Given passage:
# International Kennel Club Dog Show



## outwest (May 1, 2011)

I am pretty sure that AKC is the only shows that require the continenal trim. The other shows allow the sporting cut.


----------



## CharismaticMillie (Jun 16, 2010)

Yes, she's talking about the big International Kennel Club of Chicago show - it's an AKC show and one of few that are Benched.


----------



## CharismaticMillie (Jun 16, 2010)

Specman said:


> I was at the International Kennel Club dog show yesterday and watched the judging of the miniature poodles. I was very surprised that there were a lot of cream poodles a few blacks and I don't think I saw a single white poodle. The other thing that surprised me was that the majority of dogs that were shown were in a puppy cut. I thought poodles over 1 needed to be shown in one of the standard show cuts.


Were you watching the puppy class? You are correct - poodles over 1 must be shown in either Continental or English Saddle. 

As far as color goes white/cream and black are definitely the most common. It's not entirely surprising that you'd see more creams than whites, as creams are a lot more prevalent than true white.


----------



## liljaker (Aug 6, 2011)

Specman: Funny, Sunny was groomed yesterday and his groomer had some discount tickets on the counter for the show that a client had left. I was going to perhaps go and thought it was next weekend at McCormick Place! Oh well. I just wanted to go and look at poodles, anyway, of course!


----------



## Specman (Jun 14, 2012)

Unfortunately I not sure want I was watching other than it was miniature poodles. It could have been a puppy class. There were about 6 poodles and only 1 was in a Continental. This was the only miniature class on Saturday. Its kind of tough for a novice to understand the whole process. I did not get a chance to see the standards being judged as they were running about 1 hour behind schedule and so was I!


----------



## N2Mischief (Dec 3, 2012)

Also if you were watching a puppy class, a lot of the whites start out with cream in their coats and then later become bright white. Misha has cream on her ears still though the rest of her has already turned white. The breeder tells me the cream on her ears will turn to white.


----------

Set of tasks:
**1.** Quote from the dog show thread the part that opens with the words containing "## Specman (Jun" and closes with "and so was I!".
**2.** According to the dog show thread, which two trims are poodles over one year old required to be shown in?

Dataset entries:
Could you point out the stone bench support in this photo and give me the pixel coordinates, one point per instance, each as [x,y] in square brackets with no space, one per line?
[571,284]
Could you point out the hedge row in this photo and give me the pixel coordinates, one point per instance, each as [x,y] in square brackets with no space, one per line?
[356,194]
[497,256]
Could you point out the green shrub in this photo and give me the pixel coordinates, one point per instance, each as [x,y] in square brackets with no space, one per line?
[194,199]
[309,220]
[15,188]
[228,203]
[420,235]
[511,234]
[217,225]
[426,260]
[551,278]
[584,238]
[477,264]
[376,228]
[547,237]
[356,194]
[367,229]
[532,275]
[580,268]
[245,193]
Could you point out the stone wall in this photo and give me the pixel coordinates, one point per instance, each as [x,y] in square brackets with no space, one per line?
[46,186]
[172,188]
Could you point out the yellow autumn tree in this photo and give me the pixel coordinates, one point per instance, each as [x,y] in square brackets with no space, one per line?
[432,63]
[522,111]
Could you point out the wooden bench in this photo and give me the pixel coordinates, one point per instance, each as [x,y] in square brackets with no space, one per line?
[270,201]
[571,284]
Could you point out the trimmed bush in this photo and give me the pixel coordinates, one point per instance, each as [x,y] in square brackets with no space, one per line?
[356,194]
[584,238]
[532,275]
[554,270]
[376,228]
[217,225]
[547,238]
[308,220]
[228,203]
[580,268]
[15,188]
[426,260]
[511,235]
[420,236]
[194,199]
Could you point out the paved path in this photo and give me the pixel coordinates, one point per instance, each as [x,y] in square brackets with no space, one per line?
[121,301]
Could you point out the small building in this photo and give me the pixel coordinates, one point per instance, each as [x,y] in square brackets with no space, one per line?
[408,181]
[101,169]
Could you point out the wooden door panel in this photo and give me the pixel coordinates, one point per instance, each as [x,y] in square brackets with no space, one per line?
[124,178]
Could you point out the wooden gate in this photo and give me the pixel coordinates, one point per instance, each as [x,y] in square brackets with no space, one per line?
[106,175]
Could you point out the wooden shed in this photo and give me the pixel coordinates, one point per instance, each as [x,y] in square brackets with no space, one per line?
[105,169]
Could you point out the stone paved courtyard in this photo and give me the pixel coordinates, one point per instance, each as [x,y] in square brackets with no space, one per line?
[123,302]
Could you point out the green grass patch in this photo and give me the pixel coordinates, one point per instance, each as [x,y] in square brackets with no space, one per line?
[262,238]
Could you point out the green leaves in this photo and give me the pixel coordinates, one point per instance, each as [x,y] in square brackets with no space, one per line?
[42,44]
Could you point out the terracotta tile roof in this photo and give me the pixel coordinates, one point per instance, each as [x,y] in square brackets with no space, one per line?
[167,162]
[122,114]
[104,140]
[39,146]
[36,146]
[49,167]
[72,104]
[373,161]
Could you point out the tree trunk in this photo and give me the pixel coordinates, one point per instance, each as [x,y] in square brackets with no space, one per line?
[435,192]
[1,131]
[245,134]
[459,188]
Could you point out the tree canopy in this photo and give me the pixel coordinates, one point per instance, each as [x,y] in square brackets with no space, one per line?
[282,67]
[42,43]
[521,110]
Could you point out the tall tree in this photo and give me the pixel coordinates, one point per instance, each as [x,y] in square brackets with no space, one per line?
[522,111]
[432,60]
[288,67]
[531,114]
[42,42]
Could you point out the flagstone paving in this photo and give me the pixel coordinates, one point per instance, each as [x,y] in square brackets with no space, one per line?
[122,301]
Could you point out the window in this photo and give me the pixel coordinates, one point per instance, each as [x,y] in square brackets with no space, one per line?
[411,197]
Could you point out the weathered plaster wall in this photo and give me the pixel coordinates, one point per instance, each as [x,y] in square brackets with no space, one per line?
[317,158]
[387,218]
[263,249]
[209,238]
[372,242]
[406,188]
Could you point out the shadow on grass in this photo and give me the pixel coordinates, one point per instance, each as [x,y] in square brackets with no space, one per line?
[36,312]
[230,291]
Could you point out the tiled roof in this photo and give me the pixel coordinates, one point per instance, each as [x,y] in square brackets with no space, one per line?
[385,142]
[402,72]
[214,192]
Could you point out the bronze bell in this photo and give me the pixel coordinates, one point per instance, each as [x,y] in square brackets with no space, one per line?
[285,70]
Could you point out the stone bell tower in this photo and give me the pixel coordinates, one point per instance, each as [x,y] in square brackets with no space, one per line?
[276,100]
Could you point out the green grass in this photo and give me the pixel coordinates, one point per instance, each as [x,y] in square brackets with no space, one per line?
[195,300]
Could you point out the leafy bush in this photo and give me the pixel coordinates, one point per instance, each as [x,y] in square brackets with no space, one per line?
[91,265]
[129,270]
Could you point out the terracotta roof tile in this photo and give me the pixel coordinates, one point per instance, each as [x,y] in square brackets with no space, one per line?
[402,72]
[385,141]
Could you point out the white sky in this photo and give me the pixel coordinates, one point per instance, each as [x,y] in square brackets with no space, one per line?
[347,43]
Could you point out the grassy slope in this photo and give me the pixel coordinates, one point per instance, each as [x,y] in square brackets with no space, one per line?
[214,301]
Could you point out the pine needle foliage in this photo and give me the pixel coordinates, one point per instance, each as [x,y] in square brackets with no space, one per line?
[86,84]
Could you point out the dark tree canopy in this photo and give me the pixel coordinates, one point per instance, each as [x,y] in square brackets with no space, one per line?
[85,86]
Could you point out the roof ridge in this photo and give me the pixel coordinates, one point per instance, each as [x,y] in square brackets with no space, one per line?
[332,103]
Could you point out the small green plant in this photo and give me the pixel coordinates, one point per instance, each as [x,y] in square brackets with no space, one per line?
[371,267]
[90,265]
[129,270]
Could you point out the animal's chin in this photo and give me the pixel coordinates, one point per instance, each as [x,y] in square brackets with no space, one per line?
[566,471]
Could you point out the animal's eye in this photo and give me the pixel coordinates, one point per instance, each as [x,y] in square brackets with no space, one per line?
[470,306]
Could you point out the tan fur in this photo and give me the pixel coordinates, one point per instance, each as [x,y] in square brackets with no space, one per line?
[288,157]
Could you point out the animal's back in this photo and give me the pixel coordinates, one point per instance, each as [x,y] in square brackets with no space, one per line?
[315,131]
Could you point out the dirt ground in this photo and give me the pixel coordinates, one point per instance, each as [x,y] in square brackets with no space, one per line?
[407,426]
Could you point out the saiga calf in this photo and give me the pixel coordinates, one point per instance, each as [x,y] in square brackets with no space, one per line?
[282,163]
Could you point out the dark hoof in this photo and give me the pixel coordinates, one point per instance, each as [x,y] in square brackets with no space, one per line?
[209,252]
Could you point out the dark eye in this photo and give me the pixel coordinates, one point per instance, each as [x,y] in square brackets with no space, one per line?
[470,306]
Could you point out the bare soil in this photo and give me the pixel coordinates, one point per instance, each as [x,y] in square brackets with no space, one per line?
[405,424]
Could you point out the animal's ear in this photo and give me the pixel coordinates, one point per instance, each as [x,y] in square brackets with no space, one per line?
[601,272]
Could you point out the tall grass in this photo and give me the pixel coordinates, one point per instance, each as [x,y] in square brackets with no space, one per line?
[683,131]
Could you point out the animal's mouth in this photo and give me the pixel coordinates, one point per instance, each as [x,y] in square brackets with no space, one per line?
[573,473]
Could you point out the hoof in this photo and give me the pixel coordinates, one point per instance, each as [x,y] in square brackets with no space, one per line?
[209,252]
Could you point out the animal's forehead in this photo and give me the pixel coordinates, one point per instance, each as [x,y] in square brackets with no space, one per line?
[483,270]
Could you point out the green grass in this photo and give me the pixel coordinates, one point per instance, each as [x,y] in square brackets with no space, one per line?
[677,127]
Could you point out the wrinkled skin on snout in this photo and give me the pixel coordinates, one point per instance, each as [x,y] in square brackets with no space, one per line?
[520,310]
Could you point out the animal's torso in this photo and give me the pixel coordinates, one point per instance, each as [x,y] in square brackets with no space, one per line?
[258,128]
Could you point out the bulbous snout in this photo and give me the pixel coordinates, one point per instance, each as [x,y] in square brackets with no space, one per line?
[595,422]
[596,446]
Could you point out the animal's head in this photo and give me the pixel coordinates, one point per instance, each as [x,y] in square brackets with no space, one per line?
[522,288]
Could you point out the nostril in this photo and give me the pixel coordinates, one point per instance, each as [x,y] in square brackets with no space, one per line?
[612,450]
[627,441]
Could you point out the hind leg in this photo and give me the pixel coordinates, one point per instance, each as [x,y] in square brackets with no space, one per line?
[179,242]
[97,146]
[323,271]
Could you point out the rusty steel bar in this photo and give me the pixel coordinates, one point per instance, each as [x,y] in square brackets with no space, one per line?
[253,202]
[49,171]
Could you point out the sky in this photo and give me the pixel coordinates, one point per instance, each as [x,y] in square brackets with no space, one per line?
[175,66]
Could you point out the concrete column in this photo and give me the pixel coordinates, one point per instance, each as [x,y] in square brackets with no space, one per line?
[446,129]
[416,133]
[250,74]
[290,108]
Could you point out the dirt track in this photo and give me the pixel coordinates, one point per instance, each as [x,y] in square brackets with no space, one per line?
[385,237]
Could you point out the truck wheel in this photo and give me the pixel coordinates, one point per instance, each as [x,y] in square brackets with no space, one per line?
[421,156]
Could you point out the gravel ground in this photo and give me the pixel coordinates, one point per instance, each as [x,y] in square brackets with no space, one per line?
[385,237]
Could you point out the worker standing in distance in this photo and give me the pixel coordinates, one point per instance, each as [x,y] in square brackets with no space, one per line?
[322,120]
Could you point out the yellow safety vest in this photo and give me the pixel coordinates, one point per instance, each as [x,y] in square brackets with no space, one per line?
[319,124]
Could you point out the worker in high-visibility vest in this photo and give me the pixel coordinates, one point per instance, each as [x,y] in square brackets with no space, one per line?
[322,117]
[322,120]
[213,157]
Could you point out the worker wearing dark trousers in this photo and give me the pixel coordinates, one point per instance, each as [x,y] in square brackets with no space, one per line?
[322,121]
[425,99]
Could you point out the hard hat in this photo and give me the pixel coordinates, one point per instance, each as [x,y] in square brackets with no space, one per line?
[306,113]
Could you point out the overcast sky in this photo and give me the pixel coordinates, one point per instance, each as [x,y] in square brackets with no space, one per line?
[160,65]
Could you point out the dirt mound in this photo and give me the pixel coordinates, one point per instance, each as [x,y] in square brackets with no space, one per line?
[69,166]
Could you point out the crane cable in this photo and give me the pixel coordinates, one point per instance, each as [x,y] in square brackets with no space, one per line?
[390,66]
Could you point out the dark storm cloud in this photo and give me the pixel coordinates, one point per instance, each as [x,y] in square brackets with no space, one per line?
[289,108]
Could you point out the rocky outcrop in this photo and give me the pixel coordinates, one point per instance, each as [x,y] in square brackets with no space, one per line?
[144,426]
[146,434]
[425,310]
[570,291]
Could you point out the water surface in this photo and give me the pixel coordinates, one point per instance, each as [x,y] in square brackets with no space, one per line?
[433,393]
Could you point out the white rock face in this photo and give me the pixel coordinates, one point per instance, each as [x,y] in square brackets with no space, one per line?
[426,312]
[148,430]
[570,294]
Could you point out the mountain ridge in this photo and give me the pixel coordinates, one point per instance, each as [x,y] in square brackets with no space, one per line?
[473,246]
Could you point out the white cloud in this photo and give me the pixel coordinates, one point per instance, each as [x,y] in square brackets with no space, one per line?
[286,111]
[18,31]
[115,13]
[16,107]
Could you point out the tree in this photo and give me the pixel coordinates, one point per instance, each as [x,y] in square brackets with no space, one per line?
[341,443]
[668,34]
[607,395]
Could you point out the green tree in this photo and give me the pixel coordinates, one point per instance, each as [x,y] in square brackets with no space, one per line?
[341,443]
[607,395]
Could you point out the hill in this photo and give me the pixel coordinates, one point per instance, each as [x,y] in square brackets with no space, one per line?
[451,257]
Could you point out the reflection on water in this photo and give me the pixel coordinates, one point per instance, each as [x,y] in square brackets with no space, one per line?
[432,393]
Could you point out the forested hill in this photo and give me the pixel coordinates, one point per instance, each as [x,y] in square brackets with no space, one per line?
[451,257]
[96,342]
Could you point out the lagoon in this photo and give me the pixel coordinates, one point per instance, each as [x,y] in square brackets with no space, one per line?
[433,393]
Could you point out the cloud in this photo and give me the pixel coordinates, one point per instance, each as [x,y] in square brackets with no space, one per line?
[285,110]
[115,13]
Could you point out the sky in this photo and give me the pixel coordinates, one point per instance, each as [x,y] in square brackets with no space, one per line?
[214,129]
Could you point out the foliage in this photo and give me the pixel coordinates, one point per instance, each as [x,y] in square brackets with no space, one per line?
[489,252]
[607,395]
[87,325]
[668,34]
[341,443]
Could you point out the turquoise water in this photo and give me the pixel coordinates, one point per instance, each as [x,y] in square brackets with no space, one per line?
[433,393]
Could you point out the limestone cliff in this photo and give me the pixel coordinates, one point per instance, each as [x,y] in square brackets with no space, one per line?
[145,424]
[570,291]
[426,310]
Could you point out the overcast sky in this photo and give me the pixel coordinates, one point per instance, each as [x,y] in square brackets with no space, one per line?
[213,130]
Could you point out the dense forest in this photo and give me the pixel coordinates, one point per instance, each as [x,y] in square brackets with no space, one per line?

Responses:
**1.**
## Specman (Jun 14, 2012)

Unfortunately I not sure want I was watching other than it was miniature poodles. It could have been a puppy class. There were about 6 poodles and only 1 was in a Continental. This was the only miniature class on Saturday. Its kind of tough for a novice to understand the whole process. I did not get a chance to see the standards being judged as they were running about 1 hour behind schedule and so was I!

**2.** Continental or English Saddle.